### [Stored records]
::::::::

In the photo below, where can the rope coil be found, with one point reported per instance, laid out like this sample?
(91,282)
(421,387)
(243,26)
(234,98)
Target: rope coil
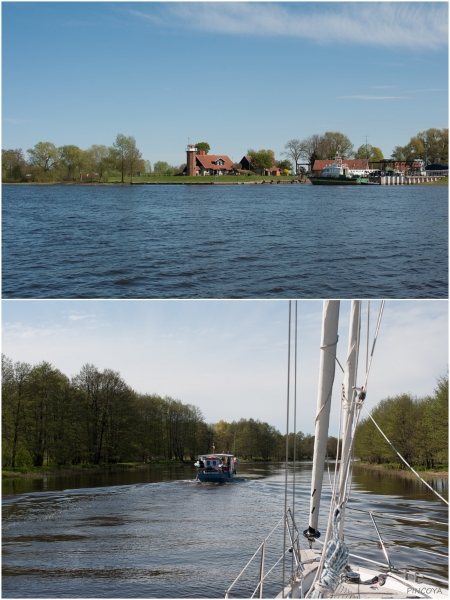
(335,560)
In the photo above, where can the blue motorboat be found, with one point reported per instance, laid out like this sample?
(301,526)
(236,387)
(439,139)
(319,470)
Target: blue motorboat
(216,467)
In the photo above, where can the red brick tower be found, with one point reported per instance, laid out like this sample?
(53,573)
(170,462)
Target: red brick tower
(190,159)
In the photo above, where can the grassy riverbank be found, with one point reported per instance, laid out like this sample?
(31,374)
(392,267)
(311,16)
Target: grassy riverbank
(395,471)
(40,472)
(223,179)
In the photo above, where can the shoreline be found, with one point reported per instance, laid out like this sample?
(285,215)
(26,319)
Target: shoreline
(266,181)
(64,471)
(403,473)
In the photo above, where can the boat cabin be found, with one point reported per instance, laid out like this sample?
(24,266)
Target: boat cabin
(222,466)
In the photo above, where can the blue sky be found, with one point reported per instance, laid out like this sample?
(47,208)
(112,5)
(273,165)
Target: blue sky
(227,357)
(236,75)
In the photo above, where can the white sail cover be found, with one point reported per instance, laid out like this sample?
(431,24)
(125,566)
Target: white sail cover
(349,384)
(326,378)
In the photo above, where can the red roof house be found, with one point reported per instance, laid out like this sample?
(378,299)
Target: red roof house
(212,164)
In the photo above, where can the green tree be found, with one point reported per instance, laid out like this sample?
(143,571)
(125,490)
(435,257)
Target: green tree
(99,159)
(313,148)
(372,153)
(13,163)
(133,157)
(14,396)
(44,155)
(45,387)
(261,159)
(337,142)
(74,159)
(294,149)
(120,153)
(284,165)
(203,146)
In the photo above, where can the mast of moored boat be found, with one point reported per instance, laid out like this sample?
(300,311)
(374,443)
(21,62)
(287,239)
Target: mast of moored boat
(326,378)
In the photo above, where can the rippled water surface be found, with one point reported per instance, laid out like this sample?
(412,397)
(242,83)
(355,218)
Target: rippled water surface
(225,241)
(160,534)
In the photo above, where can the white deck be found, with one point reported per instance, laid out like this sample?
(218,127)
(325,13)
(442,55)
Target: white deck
(396,587)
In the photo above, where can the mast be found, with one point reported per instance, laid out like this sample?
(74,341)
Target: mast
(349,405)
(326,378)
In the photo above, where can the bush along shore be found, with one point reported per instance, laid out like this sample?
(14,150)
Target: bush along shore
(396,470)
(30,472)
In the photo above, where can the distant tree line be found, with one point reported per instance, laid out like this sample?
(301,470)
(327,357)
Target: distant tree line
(94,417)
(417,427)
(47,162)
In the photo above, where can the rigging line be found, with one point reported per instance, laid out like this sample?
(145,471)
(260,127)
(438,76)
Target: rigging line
(375,337)
(401,457)
(398,516)
(367,336)
(287,448)
(295,422)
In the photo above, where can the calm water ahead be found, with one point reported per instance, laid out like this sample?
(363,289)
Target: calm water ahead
(160,534)
(245,241)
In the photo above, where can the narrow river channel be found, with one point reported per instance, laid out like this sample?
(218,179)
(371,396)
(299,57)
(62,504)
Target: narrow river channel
(157,533)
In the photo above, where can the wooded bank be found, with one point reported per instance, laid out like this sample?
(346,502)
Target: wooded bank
(95,418)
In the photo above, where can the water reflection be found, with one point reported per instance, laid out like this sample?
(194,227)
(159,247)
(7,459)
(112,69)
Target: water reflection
(157,533)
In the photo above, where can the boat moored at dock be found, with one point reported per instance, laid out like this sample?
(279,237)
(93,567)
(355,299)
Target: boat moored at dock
(338,174)
(216,467)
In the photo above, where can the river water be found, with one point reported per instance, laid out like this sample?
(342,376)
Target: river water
(225,241)
(157,533)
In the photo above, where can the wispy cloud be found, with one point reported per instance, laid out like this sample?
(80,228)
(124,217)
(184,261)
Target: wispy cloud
(19,330)
(14,121)
(393,24)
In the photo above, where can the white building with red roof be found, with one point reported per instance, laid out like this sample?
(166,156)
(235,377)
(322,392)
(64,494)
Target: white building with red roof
(207,164)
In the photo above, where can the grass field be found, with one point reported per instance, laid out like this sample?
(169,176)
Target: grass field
(205,179)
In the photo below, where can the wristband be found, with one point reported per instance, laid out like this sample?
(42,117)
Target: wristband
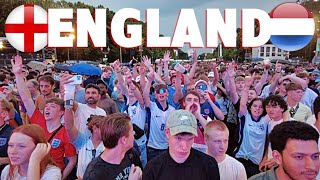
(69,103)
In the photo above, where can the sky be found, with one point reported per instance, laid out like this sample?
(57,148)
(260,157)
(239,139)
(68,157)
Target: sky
(169,10)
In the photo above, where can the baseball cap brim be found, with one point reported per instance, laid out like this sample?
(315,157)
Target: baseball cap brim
(183,129)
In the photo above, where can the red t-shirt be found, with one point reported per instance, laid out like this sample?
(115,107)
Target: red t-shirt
(60,144)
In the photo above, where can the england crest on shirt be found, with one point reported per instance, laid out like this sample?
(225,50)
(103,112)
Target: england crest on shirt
(3,141)
(261,127)
(55,143)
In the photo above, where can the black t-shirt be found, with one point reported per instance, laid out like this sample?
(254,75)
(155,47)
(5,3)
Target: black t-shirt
(5,132)
(100,169)
(198,166)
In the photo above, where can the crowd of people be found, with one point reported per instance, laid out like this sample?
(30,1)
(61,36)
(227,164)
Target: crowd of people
(162,121)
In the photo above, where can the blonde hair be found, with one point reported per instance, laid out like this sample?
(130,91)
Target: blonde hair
(214,125)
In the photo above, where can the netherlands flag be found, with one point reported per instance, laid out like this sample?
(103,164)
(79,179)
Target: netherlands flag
(292,26)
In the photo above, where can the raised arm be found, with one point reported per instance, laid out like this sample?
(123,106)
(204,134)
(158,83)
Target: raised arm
(147,63)
(244,96)
(159,67)
(232,85)
(21,85)
(166,58)
(217,111)
(142,70)
(262,81)
(134,89)
(33,172)
(215,72)
(277,77)
(146,90)
(194,65)
(178,90)
(121,82)
(69,124)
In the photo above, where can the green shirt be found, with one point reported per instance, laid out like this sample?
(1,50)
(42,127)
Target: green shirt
(268,175)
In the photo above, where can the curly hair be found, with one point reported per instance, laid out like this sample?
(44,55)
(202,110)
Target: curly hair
(293,130)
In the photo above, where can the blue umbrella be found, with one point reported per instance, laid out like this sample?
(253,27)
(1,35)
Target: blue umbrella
(85,69)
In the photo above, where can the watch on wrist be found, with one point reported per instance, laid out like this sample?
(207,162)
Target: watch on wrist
(69,103)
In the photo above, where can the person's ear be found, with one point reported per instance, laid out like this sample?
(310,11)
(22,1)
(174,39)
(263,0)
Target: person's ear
(277,156)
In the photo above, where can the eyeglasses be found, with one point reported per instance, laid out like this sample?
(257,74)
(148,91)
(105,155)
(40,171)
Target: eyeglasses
(93,151)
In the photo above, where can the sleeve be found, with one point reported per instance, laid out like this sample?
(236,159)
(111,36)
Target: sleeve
(69,148)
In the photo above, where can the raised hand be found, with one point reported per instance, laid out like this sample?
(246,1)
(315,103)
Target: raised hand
(146,61)
(150,76)
(116,65)
(41,150)
(142,68)
(213,65)
(249,80)
(128,77)
(230,70)
(166,56)
(278,67)
(16,63)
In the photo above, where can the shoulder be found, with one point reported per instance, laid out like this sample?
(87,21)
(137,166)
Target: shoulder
(51,172)
(234,162)
(156,163)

::::::::

### [What the exercise asks]
Reproduce every one of these rows word for word, leaving out the pictures.

### [Output]
In the photo below, where can the rope coil be found, with one point reported per instance, laid out like this sample?
(91,282)
(421,387)
(243,26)
(234,98)
Target: rope coil
(335,560)
In the photo above, where can the blue motorboat be found, with one point reported per instance, laid out like this sample?
(301,526)
(236,387)
(439,139)
(319,470)
Target: blue motorboat
(216,467)
In the photo above, where can the red brick tower be found, with one point reported per instance, laid out like this sample?
(53,573)
(170,462)
Target: red brick tower
(190,159)
In the photo above, where can the grassy riverbank be found, with one point reported per instance, laid out like this sample?
(31,374)
(392,267)
(311,16)
Target: grassy riverbank
(395,471)
(40,472)
(223,179)
In the photo above, where can the shoreline be found, with one point reported per instance, laid out like this sample?
(285,215)
(26,319)
Target: shoreline
(266,181)
(64,471)
(403,473)
In the photo above, where can the boat cabin be found, with one point reported per instance, laid out like this sample?
(24,266)
Target: boat cabin
(222,466)
In the photo above, where can the blue sky be found, with one point reported per instance, laid out like this sample?
(47,208)
(112,5)
(273,165)
Target: blue sky
(227,357)
(236,75)
In the photo above, where can the white sail cover be found, with one point reported per instance, laid out like this sample?
(431,24)
(125,566)
Target: white sail cover
(349,384)
(326,378)
In the photo above, where can the red roof house be found, with one point reported per instance, laid out like this sample?
(378,299)
Target: red roof house
(212,164)
In the photo above, where can the green tree be found, with one point reported per instance, laid out like this sample?
(143,571)
(125,490)
(435,257)
Target: green tree
(99,159)
(313,148)
(372,153)
(13,163)
(133,157)
(14,396)
(44,155)
(45,387)
(261,159)
(337,142)
(74,159)
(294,149)
(120,153)
(284,165)
(203,146)
In the photo above, where can the mast of moored boat be found, with one point reported per instance, laid out like this sample?
(300,311)
(374,443)
(21,62)
(287,239)
Target: mast of moored boat
(326,378)
In the photo above, where can the rippled water surface be found, with one point reported per instance, laid out like this sample?
(412,397)
(242,83)
(355,218)
Target: rippled water surface
(225,241)
(160,534)
In the photo above, where can the white deck be found, with one point reported per instance, laid out like this sample?
(218,127)
(325,13)
(442,55)
Target: white deck
(396,587)
In the photo above, where can the mast be found, with one point reported per instance, laid out like this sample?
(74,341)
Target: mast
(349,405)
(326,378)
In the photo above, where can the bush along shore be found, with one point reported per instance, laid out like this sample?
(14,150)
Target: bush along shore
(396,470)
(30,472)
In the photo above, where can the distant tree line be found, with one point reported per instance, laid out like this sample?
(301,470)
(327,357)
Target: distant tree line
(94,417)
(417,427)
(47,162)
In the photo above, where can the rigging line be found, with one point reported per instance, laid out like this sample?
(145,471)
(260,127)
(438,76)
Target: rigging line
(375,337)
(401,457)
(398,516)
(367,336)
(287,448)
(295,422)
In the photo above, where can the calm water ahead be found, with one point reported per instance, laid out like this sample?
(363,289)
Target: calm water ahead
(160,534)
(245,241)
In the photo above, where can the narrow river channel be found, with one point reported per instance, laid out like this sample?
(218,179)
(371,396)
(299,57)
(62,504)
Target: narrow river channel
(157,533)
In the photo above, where can the wooded bank be found, with one point reported per instance, laid out like this sample?
(346,502)
Target: wooded bank
(95,418)
In the photo above, where can the water reflection be found, with one point reported per instance, laid out like this sample?
(194,227)
(159,247)
(7,459)
(112,69)
Target: water reflection
(157,533)
In the photo above, where can the boat moored at dock be found, with one point reported per instance, laid out like this sample?
(279,237)
(93,567)
(355,299)
Target: boat moored at dock
(338,174)
(216,467)
In the photo above, where can the river water be found, with one point reported per instance, laid out like this sample?
(342,376)
Target: river water
(225,241)
(157,533)
In the photo above, where can the wispy cloud be found, with one point reported per instance, laid out like this sample?
(80,228)
(124,217)
(184,261)
Target: wispy cloud
(19,330)
(14,121)
(393,24)
In the photo above, where can the white building with red roof be found, with one point reported per instance, laid out like this sample?
(166,156)
(235,377)
(322,392)
(64,494)
Target: white building with red roof
(207,164)
In the photo above, where can the grass field be found, with one point reported per instance, laid out like this sample?
(169,176)
Target: grass field
(205,179)
In the photo below, where can the wristband be found, with one point reported per instance, laid out like this sample?
(42,117)
Target: wristband
(69,103)
In the photo above, where can the sky be found, with one point reported per instance, laid out like this sample?
(57,148)
(260,157)
(239,139)
(68,157)
Target: sky
(169,10)
In the photo above, where can the baseball cap brim be found, with one point reported per instance, laid out like this sample?
(315,157)
Target: baseball cap brim
(183,129)
In the photo above, where can the red t-shirt be found, with one point reported per instance, laid out like this sample?
(115,107)
Target: red t-shirt
(60,144)
In the photo above, where can the england crest on shirt be found, with one point reported per instance, laid out like this sample?
(225,50)
(103,112)
Target: england crest on shirt
(3,141)
(261,127)
(55,143)
In the photo above, where can the black t-shirt be found, with one point reported per instance, laid out like this sample?
(254,75)
(155,47)
(5,3)
Target: black t-shirt
(5,132)
(100,169)
(198,166)
In the photo above, where can the crowd of people be found, with one point reported per instance, laid out like this sample?
(30,1)
(61,36)
(227,164)
Target: crowd of people
(162,121)
In the photo above, where can the blonde hair be found, with one point reported per instance, laid out like this sample?
(130,91)
Target: blonde hair
(214,125)
In the photo above, where can the netherlands flag be found, with one point reported per instance, laid out like this sample?
(103,164)
(79,179)
Target: netherlands flag
(292,26)
In the photo above, where can the raised arm be found, with one point reported per instance, laid out like this sample?
(123,106)
(204,134)
(158,83)
Target: raised arm
(147,63)
(244,96)
(159,67)
(232,85)
(21,85)
(166,58)
(217,111)
(142,70)
(262,81)
(134,89)
(33,172)
(215,72)
(277,77)
(146,90)
(194,65)
(178,90)
(121,82)
(69,124)
In the photo above, where can the green shirt be found, with one point reported per instance, laid out like this sample?
(1,50)
(42,127)
Target: green shirt
(268,175)
In the photo above, where can the curly hair be found, with one point reported per instance, laid out like this sample?
(44,55)
(202,110)
Target: curly hair
(293,130)
In the photo above, where can the blue umbrella be found, with one point reported per instance, laid out like this sample?
(253,27)
(1,35)
Target: blue umbrella
(85,69)
In the photo above, where can the watch on wrist be found, with one point reported per instance, laid out like this sample?
(207,162)
Target: watch on wrist
(69,103)
In the photo above, where can the person's ear be found, with one point reported per instance, laid out like this sample?
(310,11)
(22,1)
(174,39)
(263,0)
Target: person's ear
(277,156)
In the photo above, where can the eyeglasses be found, with one point reported per instance, laid out like this sample?
(257,74)
(148,91)
(105,155)
(40,171)
Target: eyeglasses
(93,151)
In the photo above, where can the sleeve be found, with one point reported per instance, laid out like this sample?
(236,159)
(111,36)
Target: sleeve
(69,148)
In the photo above, where can the raised hand be found, with one point reported per instance, laid out like this sample?
(246,1)
(315,103)
Target: raised hand
(146,61)
(150,76)
(116,65)
(41,150)
(142,68)
(213,65)
(249,80)
(128,77)
(230,70)
(166,56)
(278,67)
(16,63)
In the photo above, where can the shoulder be found, with one point reported per instance, laid out like this sample?
(87,21)
(137,166)
Target: shoulder
(51,172)
(234,162)
(156,163)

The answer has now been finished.